◆ JOBS ◆
1. In the stator vane claims, list each component that claim 4 says the seal means comprises.
2. Continue the stator vane claims, beginning right after the end of claim 4.

◆ SOURCE TEXT ◆
2. A vane stage as recited in claim 1 in which the static pressure of the gas in the flow path decreases through the stage.
3. A vane stage as recited in claim 1 in which the static pressure of the gas in the flow path increases through the stage.
4. A variable-setting stator vane stage for a turbomachine comprising, in combination, shroud means defined by first and second annular shrouds having between them an annular gas flow path; an annular cascade of stator vanes extending across the said flow path, each vane being pivotally mounted on the first said shroud for rotation about an axis extending spanwise of the vane; each of said vanes having a free end; and yieldable pressurized seal means mounted on the other said shroud inboard of said flow path for rubbing engagement with the free end of each vane, the seal means comprising an annular row of outer flexible seal leaves disposed in contact with the vanes; an annular row of inner flexible seal leaves in face-to-face contact with the outer seal leaves, the lateral margins of the leaves of the two said rows being out of register; means fixing one end of the seal leaves of both sets to the one said shroud at the lower pressure side of the stator stage, with the inner leaves extending clear of the one said shroud from the fixing means; and means for conducting gas from the flow path at the higher pressure side of the stator stage between the said one shroud and the leaves so as to bias the leaves against the ends of the vanes.

◆ DATASET CONTENT ◆
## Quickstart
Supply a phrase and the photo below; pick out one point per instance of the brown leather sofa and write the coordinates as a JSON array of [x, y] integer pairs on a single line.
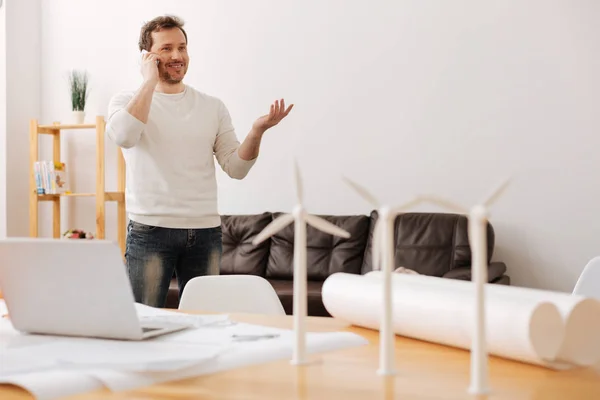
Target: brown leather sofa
[[430, 243]]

◆ RESULTS FOR THE EXERCISE ◆
1.
- an annular row of outer flexible seal leaves disposed in contact with the vanes
- an annular row of inner flexible seal leaves in face-to-face contact with the outer seal leaves
- means fixing one end of the seal leaves of both sets to the one said shroud at the lower pressure side of the stator stage
- means for conducting gas from the flow path at the higher pressure side of the stator stage between the said one shroud and the leaves

2.
5. A variable-setting stator vane stage for a turbomachine comprising, in combination, shroud means defined by first and second annular shrouds having between them an annular gas flow path; an annular cascade of stator vanes extending across the said flow path, each vane being pivotally mounted on the shroud means for rotation about an axis extending spanwise of the vane; and yieldable pressurized seal means mounted on one said shroud in said path for rubbing engagement with the proximate end of each vane, the seal means comprising an annular row of outer flexible seal leaves disposed in contact with the vanes; an annular row of inner flexible seal leaves in face-to-face contact with the outer seal leaves, the lateral margins of the leaves of the two said rows being out of register; means fixing one end of the seal leaves of both sets to the one said shroud at the lower pressure side of the stator stage, with the inner leaves extending clear of the one said shroud from the fixing means; means providing a connection between leaves of the two said rows at the free ends of the leaves constraining the leaves of the two sets to flex in unison; and means for conducting gas from the flow path at the higher pressure side of the stator stage between the said one shroud and the leaves so as to bias the leaves against the ends of the vanes.
Description

My invention is directed to a variable setting angle stator vane structure for turbomachines such as a turbine or a dynamic compressor. In its preferred embodiment, the invention is employed in a turbine nozzle in a gas turbine engine.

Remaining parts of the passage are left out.